> **WORK INSTRUCTION A**: In the James Henry biography, how many points did Henry record with the Moose Jaw Warriors, and in how many games?
> **WORK INSTRUCTION B**: Decide whether each statement below agrees with the James Henry biography, answering yes or no and quoting the words of the biography that settle it: (i) Henry was picked 187th overall by the Vancouver Giants in the 2006 WHL Bantam Draft; (ii) Henry captained the Stockton Thunder from 2018 to 2020; (iii) Henry received the ECHL Community Service Award for the 2016-17 season.
> **WORK INSTRUCTION C**: Reproduce the stretch of the James Henry biography from "He had a short" through "CIS All-Rookie Team.".

Canadian ice hockey player (born 1991)

James Henry (born March 11, 1991) is a Canadian former ice hockey left winger. He previously served as head coach of the Reading Royals (ECHL) and as the captain for the Adirondack Thunder of the ECHL. He is currently the general manager of the Connecticut RoughRiders® and the Syracuse Lightning of the National Collegiate Development Conference (NCDC) for the 2026–27 season.

==Playing career==

===Junior===
Henry was selected into the Western Hockey League (WHL) 187th overall by the Vancouver Giants in the 2006 WHL Bantam Draft. He began his major junior career with the Giants in 2007-08, recording 15 points in 46 games played. That same year, he was selected by Canada Western U17 (WHC-17), recording 3 points and winning a bronze medal. He finished his career in Vancouver as the Giants' Captain in 2012 before being traded to the Moose Jaw Warriors of the WHL, where he recorded 30 points in 28 games played. Currently, Henry is the Vancouver Giants' single season short-handed goals leader with 6 (from the 2009-10 campaign), ranks 5th in games played with 281 (2006–12), and ranks 5th in penalty minutes with 57 (2006–12). Notably, on March 20, 2010, the Giants and Kamloops Blazers combined for the fastest three goals in WHL playoff history. Craig Cunningham scored at 3:58 of the 3rd period for Vancouver, James Henry scored at 4:14 for Vancouver, and Dalibor Bortnak scored at 4:21 for Kamloops. The Giants won 6-3.

He had a short stint with the University of Manitoba of the CIS in 2012-13 (Canadian Interuniversity Sport), where he was awarded the CIS (West) Most Outstanding Freshman (University of Alberta Hockey Alumni Trophy) and was named to the CIS All-Rookie Team.

===Professional===
Henry spent two seasons with the Stockton Thunder of the ECHL (2013–15); Henry followed the organization when it moved to Glens Falls, NY, for the 2016 season. Henry played for the Adirondack Thunder of the ECHL for 5 seasons, serving as the team's Captain from 2018–20, where he is the franchise's all-time points, assists, games played, single-season assists, and single-season points leader. Henry was invited to the 2016-17 ECHL All-Star Game and received the ECHL Community Service Award 2018-19.

> **RECORDS SHOWN**:
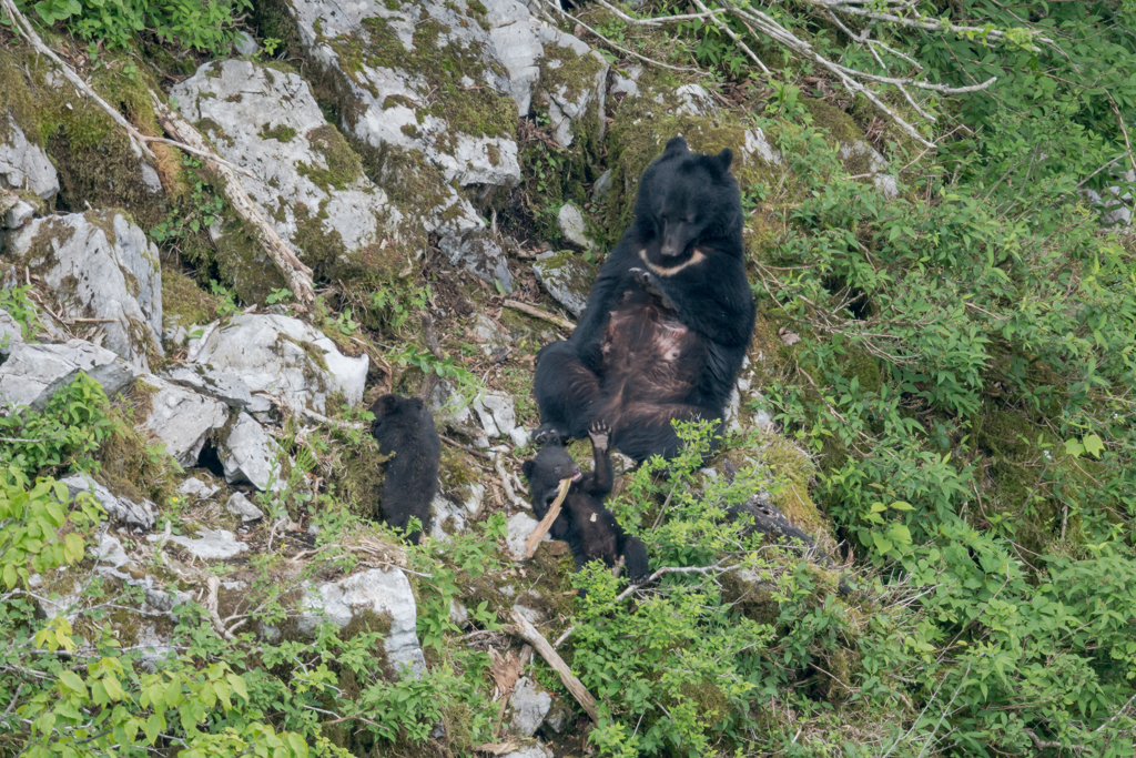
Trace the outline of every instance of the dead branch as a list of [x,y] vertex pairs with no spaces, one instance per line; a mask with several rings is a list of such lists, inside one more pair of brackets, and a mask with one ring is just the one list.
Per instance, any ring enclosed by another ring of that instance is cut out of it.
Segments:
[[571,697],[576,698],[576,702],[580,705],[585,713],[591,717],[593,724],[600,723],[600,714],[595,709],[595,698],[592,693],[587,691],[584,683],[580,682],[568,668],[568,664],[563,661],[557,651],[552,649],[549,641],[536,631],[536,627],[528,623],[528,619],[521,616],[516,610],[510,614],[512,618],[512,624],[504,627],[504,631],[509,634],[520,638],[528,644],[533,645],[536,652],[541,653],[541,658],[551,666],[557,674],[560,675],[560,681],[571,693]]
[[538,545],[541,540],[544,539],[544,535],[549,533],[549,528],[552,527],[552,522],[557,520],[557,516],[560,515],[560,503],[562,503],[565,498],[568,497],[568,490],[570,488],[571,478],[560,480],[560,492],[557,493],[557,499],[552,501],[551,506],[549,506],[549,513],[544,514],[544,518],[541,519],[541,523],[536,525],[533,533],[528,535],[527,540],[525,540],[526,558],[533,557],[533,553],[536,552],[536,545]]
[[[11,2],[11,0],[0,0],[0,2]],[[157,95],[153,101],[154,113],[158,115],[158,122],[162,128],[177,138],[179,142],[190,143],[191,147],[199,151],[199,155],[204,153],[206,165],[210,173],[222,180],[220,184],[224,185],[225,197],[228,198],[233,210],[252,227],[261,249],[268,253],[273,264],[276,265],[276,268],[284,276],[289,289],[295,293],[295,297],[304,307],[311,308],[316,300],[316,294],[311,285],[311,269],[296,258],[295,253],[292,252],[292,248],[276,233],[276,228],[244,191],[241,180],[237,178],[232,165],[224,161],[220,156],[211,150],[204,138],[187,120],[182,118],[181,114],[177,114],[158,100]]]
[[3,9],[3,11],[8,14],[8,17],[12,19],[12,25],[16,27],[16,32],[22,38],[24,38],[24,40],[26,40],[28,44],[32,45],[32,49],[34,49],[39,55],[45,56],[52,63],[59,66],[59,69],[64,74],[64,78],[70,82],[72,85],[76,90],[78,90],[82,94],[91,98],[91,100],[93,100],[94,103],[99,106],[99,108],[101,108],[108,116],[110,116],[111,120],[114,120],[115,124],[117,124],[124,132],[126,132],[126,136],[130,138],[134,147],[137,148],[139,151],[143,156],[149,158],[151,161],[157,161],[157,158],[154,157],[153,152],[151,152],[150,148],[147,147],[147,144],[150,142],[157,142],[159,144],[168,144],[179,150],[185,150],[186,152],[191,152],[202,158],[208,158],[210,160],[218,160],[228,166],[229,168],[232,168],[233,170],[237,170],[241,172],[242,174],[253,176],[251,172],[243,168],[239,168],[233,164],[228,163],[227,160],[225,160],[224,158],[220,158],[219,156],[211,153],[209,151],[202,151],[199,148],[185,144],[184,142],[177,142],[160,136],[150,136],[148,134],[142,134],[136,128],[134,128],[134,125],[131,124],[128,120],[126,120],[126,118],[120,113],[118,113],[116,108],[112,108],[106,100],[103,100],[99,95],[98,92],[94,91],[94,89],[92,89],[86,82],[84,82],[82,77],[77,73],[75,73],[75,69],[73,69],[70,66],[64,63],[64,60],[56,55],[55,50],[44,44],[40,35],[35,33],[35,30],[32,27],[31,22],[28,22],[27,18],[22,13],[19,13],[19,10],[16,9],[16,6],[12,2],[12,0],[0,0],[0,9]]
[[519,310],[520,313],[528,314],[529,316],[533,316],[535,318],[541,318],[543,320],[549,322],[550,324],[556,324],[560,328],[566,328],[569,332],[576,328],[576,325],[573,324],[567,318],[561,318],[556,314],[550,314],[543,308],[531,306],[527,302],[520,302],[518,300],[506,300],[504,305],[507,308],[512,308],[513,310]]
--
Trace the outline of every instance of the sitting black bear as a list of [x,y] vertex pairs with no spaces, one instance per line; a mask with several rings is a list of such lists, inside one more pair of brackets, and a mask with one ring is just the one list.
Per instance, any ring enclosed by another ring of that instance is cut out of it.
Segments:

> **EXPECTED OUTPUT A**: He recorded 30 points in 28 games.

> **EXPECTED OUTPUT B**:
(i) Yes: "Henry was selected into the Western Hockey League (WHL) 187th overall by the Vancouver Giants in the 2006 WHL Bantam Draft."
(ii) No: "Henry played for the Adirondack Thunder of the ECHL for 5 seasons, serving as the team's Captain from 2018–20"
(iii) No: "received the ECHL Community Service Award 2018-19"

> **EXPECTED OUTPUT C**:
He had a short stint with the University of Manitoba of the CIS in 2012-13 (Canadian Interuniversity Sport), where he was awarded the CIS (West) Most Outstanding Freshman (University of Alberta Hockey Alumni Trophy) and was named to the CIS All-Rookie Team.